§ Exercise inputs
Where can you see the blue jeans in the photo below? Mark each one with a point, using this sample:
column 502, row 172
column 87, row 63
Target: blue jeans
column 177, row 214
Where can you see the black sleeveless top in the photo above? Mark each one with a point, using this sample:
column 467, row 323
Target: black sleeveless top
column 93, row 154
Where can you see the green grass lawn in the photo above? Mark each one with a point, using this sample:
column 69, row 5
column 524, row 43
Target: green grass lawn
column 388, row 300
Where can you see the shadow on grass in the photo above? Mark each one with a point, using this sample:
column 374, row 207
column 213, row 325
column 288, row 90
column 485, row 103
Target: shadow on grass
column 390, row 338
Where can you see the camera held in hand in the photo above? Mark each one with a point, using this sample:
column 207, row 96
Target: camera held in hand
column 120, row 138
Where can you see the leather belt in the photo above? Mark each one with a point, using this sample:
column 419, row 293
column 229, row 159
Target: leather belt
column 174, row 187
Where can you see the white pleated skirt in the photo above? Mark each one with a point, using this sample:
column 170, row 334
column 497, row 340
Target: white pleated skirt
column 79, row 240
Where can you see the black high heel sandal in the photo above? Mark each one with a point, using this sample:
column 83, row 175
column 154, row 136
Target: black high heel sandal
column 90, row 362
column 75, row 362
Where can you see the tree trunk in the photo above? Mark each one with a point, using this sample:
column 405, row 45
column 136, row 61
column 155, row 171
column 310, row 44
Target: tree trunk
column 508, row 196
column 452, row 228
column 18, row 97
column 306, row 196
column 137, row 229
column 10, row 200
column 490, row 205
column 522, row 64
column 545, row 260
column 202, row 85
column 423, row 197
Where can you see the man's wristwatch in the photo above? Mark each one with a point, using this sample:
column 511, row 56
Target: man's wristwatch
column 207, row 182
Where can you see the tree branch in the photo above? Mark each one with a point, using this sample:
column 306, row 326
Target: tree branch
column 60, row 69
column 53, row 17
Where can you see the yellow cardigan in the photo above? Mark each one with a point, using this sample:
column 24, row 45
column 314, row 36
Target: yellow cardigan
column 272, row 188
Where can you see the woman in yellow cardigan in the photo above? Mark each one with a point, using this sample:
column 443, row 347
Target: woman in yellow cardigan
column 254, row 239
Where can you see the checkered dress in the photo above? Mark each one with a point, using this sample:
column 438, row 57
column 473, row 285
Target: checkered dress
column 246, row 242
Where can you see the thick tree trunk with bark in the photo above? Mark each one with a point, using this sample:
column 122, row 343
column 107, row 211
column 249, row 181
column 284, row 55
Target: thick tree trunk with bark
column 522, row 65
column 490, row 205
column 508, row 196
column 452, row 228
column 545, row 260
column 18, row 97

§ Exercise brief
Only the lines from the one containing "Where can you see the tree branch" through the last line of the records should appear, each written out exactly.

§ Result
Where can you see the tree branch in the photo above? Mark each one with a point, using this sample:
column 306, row 326
Target: tree branch
column 60, row 69
column 53, row 17
Where can you see the yellow cardigan in the photo above? Mark each one with a point, using this sample:
column 24, row 45
column 314, row 36
Target: yellow cardigan
column 272, row 188
Where can you see the woman in yellow cardigan in the photo above? Mark each one with a point, using this sample:
column 443, row 347
Target: woman in yellow cardigan
column 254, row 239
Where can you see the checkered dress in the photo above? Mark each one with a point, using this sample:
column 438, row 57
column 473, row 285
Target: checkered dress
column 246, row 242
Where can you see the thick tree trunk with bark in the photo above? Mark each one with a point, using this sample:
column 122, row 343
column 107, row 211
column 249, row 181
column 284, row 55
Target: thick tree trunk with bark
column 522, row 65
column 490, row 205
column 508, row 196
column 452, row 228
column 545, row 260
column 18, row 97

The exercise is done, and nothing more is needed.